* _SHORT TASK_
Reproduce the listing exactly and skip over any pictures.

* _DATA IN THIS EXERCISE_
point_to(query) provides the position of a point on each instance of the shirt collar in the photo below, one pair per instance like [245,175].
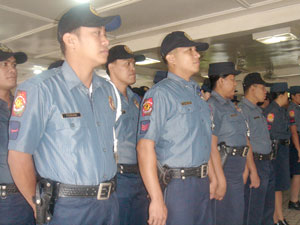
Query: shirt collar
[181,80]
[72,79]
[219,98]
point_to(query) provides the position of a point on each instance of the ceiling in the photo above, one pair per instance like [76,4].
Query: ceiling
[227,25]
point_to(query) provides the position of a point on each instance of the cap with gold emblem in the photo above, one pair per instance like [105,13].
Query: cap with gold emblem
[6,53]
[179,39]
[122,52]
[84,15]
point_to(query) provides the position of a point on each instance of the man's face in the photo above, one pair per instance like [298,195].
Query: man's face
[187,59]
[296,98]
[8,74]
[229,85]
[123,70]
[92,45]
[259,92]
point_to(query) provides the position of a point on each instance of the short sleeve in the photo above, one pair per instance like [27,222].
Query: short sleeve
[153,114]
[28,119]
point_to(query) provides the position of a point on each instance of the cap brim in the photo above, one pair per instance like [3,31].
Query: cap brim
[139,58]
[111,23]
[20,57]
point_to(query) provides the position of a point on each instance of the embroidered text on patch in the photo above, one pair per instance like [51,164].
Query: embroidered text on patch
[144,126]
[147,107]
[19,104]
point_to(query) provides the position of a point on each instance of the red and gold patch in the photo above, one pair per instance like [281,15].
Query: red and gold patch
[270,117]
[19,104]
[147,107]
[111,103]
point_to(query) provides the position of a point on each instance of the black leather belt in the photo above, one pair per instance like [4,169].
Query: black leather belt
[101,191]
[284,141]
[6,189]
[182,173]
[128,168]
[237,151]
[258,156]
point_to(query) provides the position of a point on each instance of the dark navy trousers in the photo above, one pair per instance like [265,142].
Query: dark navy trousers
[230,210]
[86,211]
[14,210]
[260,202]
[133,201]
[188,202]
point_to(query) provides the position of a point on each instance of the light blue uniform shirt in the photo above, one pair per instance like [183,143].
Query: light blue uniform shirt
[259,134]
[176,118]
[294,114]
[69,133]
[5,176]
[126,128]
[278,121]
[229,125]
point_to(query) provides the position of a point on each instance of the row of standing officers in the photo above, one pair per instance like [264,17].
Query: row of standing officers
[74,157]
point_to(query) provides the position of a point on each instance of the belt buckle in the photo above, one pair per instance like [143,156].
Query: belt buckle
[104,191]
[204,171]
[245,151]
[3,191]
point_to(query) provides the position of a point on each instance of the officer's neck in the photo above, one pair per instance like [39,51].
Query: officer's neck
[181,73]
[5,96]
[119,85]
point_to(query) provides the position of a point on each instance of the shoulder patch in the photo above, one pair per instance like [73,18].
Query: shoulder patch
[144,126]
[19,104]
[147,107]
[270,117]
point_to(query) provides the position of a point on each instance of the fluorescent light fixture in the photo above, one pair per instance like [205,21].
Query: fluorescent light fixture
[147,61]
[38,69]
[275,36]
[82,1]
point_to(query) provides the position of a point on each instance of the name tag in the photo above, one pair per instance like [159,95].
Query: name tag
[186,103]
[70,115]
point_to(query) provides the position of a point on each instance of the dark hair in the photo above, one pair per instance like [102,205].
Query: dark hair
[214,78]
[275,95]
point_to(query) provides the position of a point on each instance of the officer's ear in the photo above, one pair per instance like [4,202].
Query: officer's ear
[70,40]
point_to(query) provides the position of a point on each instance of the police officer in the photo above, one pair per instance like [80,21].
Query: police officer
[132,196]
[63,120]
[13,207]
[230,137]
[294,114]
[259,202]
[278,125]
[175,134]
[206,89]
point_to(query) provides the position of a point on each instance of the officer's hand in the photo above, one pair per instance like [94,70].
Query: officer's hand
[213,188]
[221,190]
[255,181]
[157,213]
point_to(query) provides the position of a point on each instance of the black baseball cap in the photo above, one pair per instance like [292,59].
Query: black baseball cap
[122,52]
[179,39]
[222,68]
[84,15]
[6,52]
[253,78]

* _WRITTEN ANSWER_
point_to(query) provides the position of a point on each instance of the shirt collar in the photo below, one pair per instance like [245,175].
Query: shirt collar
[181,80]
[72,79]
[219,98]
point_to(query) provides the position of a point on each instance of the ceiling in the photo above, one pair per instance like [76,4].
Query: ceiling
[227,25]
point_to(query) provides the position of a point on each instance of the cap with gold emblem in the photo above, one pair per instance like [105,13].
Query: cap with gold emblem
[6,53]
[179,39]
[122,52]
[84,15]
point_to(query) provides the position of a point on each instance of the man's face in the photo above, one pair per instance like [298,195].
Query: man's face
[187,59]
[296,98]
[8,74]
[229,85]
[123,70]
[92,45]
[259,92]
point_to(query) provides the position of a point on each instance of the short sleeve in the photo above, one pair per instance like [27,222].
Query: short sleeve
[153,114]
[28,119]
point_to(query) provides the position of a point on each instance of the cap brim in the photo above, one pair per instance like [3,31].
Query: cap brim
[139,58]
[111,23]
[20,57]
point_to(query) provides the position of a point on each instance of the embroidered text on patch in the photo above, one pair per instance like [51,164].
Query: embroidered text on patch
[144,126]
[147,107]
[19,104]
point_to(query) provides the position of a point on each instance of the red and gold patch in the photo above, one pair per instance like [281,15].
Query: red and gold patch
[270,117]
[19,104]
[147,107]
[111,103]
point_to(query) provides the position of a point on each instance of the black leather belt in the photo above, one pair per instance like [4,169].
Query: black leather belt
[101,191]
[284,141]
[6,189]
[182,173]
[128,168]
[237,151]
[258,156]
point_to(query) provides the position of a point on each instance of the dark navy trousers in the photo above, one pair per instance like [265,142].
Query: dark navy trousers
[230,210]
[86,211]
[14,210]
[260,202]
[133,201]
[188,202]
point_to(query) provides the position of a point on each instance of the light blue uniform shirt in the photo above, one pair per instance like [183,143].
Query: light blue uniform shirt
[259,134]
[176,118]
[294,114]
[69,133]
[5,176]
[126,128]
[278,121]
[229,125]
point_to(query) provides the position of a point on each instance of the row of standing officers in the photo above, one pair per instance like [264,17].
Query: row of standing officers
[74,157]
point_to(query) provides the position of a point on each instance of the belt buckle in the photo above, one pair per instance like [143,156].
Query: belt buckle
[104,191]
[204,171]
[245,151]
[3,191]
point_to(query) provides the position of a point on each instance of the officer's neck in the photo above, one pair per instance like [39,51].
Query: officer's neck
[181,73]
[5,96]
[119,85]
point_to(query) provides the position of a point on each instance of the shoulder patch in the photo above, one pair per instance like [73,18].
Query: shoulder patch
[144,126]
[19,104]
[147,107]
[270,117]
point_to(query) provides the position of a point on each instance of the fluorescent light fixture in the photo above, one pair per instance like [205,21].
Query: fluorescent light fixture
[147,61]
[38,69]
[275,36]
[82,1]
point_to(query) provides the position of a point on each instance of the name tag in the photo above, one pair per instance like [159,95].
Query: name tag
[186,103]
[70,115]
point_to(query) provides the position of a point on each instance of the dark hair in the photo above, one pair per instance like [102,205].
Query: dark hair
[214,78]
[275,95]
point_to(query) provides the position of a point on each instance of the officer's ear in the photo above, one pair per instance like [4,202].
Query: officer's ear
[70,40]
point_to(query) provides the position of a point on each instance of the police officer in the photo above, one pair per instance like [80,21].
Query: police officer
[132,196]
[63,120]
[13,207]
[230,137]
[294,114]
[259,202]
[278,125]
[175,134]
[206,89]
point_to(query) provides the position of a point on each instance of the officer's hand in the photo above, one pair per instance like [94,70].
Query: officer's hand
[213,188]
[221,190]
[255,181]
[157,213]
point_to(query) provides the position of a point on each instance of the black baseball cap in the photo above, one pair per instance like [292,59].
Query: black baseball cap
[122,52]
[179,39]
[222,68]
[84,15]
[6,52]
[253,78]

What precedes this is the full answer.